DOCUMENT PASSAGE:

Hand and Upper Extremity Injuries
Certified hand therapists are occupational therapists (or sometimes physical therapists) with advanced training in treating everything from the fingertips to the shoulder. The conditions they treat range from crush injuries and fractures to tendon repairs, nerve disorders, and repetitive strain problems like carpal tunnel syndrome. They also work with people managing chronic conditions that affect hand function, including autoimmune disorders, diabetes, and neurological diseases.
A key skill that sets hand therapists apart is custom orthotic fabrication. They mold splints and braces on-site, designed specifically for your hand, to protect a surgical repair, correct a deformity, or manage a condition without surgery. Treatment also includes exercises, desensitization for nerve pain, scar management, and progressive strengthening, all aimed at getting you back to using your hands for work and daily life.
Children and School-Based Services
About 13% of occupational therapists work in educational settings, making schools one of the profession’s largest practice areas. Pediatric OTs help children who struggle with fine motor skills like handwriting and using scissors, sensory processing difficulties that make the classroom overwhelming, and self-care tasks like tying shoes or managing a lunchbox. They also work with children on social interaction skills and the ability to organize and sequence tasks, both of which affect academic performance.
For children with autism, developmental delays, or learning disabilities, occupational therapy often focuses on building the underlying skills that let a child participate in school. That could be improving the hand strength needed to hold a pencil, developing strategies to cope with loud cafeteria noise, or practicing the steps of getting ready for recess independently. The goal is always participation: helping the child do what their peers are doing, as independently as possible.

LISTED RECORDS:
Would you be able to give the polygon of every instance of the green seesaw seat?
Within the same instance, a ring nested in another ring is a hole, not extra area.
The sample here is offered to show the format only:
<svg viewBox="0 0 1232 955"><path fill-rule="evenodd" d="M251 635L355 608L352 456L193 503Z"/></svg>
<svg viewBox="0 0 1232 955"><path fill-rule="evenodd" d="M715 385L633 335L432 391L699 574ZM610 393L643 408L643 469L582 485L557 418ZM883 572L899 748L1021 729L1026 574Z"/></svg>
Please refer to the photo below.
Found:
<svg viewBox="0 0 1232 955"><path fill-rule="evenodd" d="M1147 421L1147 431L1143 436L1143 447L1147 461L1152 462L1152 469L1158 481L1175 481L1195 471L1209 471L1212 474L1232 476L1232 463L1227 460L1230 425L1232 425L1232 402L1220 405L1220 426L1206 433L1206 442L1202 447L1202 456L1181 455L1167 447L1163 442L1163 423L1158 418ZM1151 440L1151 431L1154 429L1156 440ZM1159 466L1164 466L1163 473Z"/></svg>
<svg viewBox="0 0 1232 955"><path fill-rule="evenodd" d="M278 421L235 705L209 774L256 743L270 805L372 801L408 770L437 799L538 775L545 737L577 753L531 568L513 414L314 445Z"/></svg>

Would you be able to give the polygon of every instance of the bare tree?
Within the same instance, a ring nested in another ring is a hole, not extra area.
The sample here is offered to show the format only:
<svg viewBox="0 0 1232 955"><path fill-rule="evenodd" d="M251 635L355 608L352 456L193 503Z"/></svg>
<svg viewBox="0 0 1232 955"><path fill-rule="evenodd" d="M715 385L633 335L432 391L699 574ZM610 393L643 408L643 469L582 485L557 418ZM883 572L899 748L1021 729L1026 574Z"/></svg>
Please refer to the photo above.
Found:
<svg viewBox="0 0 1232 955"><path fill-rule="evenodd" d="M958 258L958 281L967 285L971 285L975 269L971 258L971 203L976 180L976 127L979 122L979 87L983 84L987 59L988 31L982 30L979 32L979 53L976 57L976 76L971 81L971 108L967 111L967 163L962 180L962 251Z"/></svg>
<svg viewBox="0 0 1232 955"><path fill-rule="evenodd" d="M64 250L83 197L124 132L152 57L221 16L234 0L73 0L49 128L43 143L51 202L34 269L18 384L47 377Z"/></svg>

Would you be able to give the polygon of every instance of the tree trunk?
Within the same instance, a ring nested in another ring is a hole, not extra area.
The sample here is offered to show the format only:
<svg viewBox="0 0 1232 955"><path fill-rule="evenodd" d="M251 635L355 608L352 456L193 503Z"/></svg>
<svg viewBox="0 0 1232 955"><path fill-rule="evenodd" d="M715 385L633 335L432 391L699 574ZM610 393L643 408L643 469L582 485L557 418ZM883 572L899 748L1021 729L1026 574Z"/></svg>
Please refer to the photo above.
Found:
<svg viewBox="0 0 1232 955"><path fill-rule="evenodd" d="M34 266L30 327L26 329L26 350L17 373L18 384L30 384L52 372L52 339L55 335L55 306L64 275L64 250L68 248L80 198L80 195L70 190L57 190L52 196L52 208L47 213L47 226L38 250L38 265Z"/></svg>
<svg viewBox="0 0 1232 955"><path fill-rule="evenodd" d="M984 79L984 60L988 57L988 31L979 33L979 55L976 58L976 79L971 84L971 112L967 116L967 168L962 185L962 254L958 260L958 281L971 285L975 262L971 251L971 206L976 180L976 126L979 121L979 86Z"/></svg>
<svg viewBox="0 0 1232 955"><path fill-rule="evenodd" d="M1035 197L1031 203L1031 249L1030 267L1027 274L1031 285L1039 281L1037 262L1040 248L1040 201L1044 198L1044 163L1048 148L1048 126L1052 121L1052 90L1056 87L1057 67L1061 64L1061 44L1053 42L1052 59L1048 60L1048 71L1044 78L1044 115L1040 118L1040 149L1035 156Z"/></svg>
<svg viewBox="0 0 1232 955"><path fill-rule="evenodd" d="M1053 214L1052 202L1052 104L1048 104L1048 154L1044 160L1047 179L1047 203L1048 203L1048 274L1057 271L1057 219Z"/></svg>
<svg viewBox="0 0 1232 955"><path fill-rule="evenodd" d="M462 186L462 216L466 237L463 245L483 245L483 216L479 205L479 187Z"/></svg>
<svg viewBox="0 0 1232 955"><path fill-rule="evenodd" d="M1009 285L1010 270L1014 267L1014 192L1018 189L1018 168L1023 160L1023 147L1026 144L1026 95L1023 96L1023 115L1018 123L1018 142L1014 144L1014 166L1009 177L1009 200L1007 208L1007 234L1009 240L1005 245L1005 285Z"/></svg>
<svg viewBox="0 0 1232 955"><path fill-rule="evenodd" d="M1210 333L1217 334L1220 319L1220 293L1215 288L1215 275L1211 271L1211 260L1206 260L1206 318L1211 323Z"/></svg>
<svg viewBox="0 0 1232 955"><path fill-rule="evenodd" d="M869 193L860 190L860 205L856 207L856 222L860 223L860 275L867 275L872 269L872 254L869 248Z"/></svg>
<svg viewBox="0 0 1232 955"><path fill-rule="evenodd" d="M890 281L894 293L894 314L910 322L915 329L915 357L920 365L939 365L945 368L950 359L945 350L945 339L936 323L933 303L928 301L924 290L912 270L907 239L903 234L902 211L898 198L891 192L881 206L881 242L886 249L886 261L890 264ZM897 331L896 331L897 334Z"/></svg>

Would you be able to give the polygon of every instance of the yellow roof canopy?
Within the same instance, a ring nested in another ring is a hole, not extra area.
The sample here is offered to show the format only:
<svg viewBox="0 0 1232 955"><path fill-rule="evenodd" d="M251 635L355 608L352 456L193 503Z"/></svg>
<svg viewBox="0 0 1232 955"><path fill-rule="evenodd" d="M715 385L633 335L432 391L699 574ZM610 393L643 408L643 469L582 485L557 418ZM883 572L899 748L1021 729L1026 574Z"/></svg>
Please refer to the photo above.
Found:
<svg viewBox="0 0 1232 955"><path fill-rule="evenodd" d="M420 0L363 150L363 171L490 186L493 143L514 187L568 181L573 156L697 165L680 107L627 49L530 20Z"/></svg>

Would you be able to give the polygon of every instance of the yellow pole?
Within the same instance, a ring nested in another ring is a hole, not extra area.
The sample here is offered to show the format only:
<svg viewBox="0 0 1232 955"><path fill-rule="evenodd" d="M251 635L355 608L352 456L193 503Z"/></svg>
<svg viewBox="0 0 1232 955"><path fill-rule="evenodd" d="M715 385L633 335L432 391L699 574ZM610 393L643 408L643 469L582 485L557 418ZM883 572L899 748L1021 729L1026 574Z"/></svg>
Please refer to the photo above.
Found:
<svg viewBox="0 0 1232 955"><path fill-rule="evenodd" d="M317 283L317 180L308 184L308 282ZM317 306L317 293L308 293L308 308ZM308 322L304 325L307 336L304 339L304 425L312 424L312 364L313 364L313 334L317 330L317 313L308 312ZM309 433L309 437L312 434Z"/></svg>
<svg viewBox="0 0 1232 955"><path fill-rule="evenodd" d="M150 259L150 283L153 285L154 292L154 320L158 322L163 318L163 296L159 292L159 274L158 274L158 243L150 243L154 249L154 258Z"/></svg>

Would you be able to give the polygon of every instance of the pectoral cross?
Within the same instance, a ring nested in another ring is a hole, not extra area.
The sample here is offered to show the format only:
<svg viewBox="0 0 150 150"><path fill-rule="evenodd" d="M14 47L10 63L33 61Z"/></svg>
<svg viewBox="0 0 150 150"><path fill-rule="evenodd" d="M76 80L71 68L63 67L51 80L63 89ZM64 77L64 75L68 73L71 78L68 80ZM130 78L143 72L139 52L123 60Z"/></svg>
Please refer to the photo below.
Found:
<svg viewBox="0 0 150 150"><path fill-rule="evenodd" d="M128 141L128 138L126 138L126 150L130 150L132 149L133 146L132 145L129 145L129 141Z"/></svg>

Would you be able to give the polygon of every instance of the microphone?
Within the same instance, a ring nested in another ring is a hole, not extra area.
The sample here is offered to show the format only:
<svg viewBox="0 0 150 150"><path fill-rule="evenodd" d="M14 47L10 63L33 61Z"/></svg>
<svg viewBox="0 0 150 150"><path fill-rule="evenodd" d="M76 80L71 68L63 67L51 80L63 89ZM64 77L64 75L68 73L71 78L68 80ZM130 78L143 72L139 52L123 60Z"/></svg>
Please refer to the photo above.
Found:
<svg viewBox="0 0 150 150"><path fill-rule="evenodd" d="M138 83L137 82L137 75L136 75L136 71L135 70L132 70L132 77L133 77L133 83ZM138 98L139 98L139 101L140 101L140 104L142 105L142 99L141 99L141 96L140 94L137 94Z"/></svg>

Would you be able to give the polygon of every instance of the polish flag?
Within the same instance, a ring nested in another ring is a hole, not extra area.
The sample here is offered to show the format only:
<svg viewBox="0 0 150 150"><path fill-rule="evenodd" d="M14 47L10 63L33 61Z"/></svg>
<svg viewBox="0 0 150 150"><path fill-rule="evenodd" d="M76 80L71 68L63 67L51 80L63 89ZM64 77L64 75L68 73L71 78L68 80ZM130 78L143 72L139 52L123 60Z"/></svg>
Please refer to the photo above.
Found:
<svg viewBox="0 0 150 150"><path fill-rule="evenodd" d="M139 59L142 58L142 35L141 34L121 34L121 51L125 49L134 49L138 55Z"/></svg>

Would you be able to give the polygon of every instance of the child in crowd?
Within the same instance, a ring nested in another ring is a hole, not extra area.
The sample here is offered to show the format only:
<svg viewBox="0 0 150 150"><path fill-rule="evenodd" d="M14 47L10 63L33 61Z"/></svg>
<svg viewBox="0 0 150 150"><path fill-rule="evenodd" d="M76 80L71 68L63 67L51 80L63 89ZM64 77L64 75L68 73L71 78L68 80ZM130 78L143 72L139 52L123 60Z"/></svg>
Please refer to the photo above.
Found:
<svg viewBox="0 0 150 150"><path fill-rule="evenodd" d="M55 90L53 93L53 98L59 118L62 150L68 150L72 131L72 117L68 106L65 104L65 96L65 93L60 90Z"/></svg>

WORK INSTRUCTIONS:
1. Translate into Spanish this sentence from the occupational therapy passage: "A key skill that sets hand therapists apart is custom orthotic fabrication."
2. Proceed with the occupational therapy passage, writing on from its final sentence.

TASK-BY-TASK ANSWERS:
1. Una habilidad clave que distingue a los terapeutas de la mano es la fabricación de órtesis a medida.

2.
How OT Differs From Physical Therapy
The simplest distinction, as UCLA Health describes it: occupational therapists focus on helping you engage in meaningful activities, while physical therapists focus on improving physical function, mobility, and strength. A physical therapist might work on your walking speed and leg strength after knee replacement surgery. An occupational therapist would focus on getting you back to showering safely, returning to your desk at work, or navigating your kitchen without help.
In practice, there’s overlap. Both professions care about movement, and both want you functioning well in daily life. But OT starts from the activity you need to do and works backward to figure out what’s getting in the way, whether that’s a physical limitation, a cognitive challenge, an emotional barrier, or a poorly designed environment. Physical therapy typically starts from the body and works outward toward function.
Where Occupational Therapists Work
According to the Bureau of Labor Statistics, the largest employers of occupational therapists are hospitals (28%), outpatient therapy clinics (27%), schools (13%), home health agencies (8%), and skilled nursing facilities (7%). This spread reflects how broad the profession is. Your first encounter with an OT might be in a hospital bed two days after surgery, in your child’s elementary school, in a memory care unit, or in your own living room during a home health visit. The setting changes, but the central question stays the same: what do you need to do in your daily life, and what’s preventing you from doing it?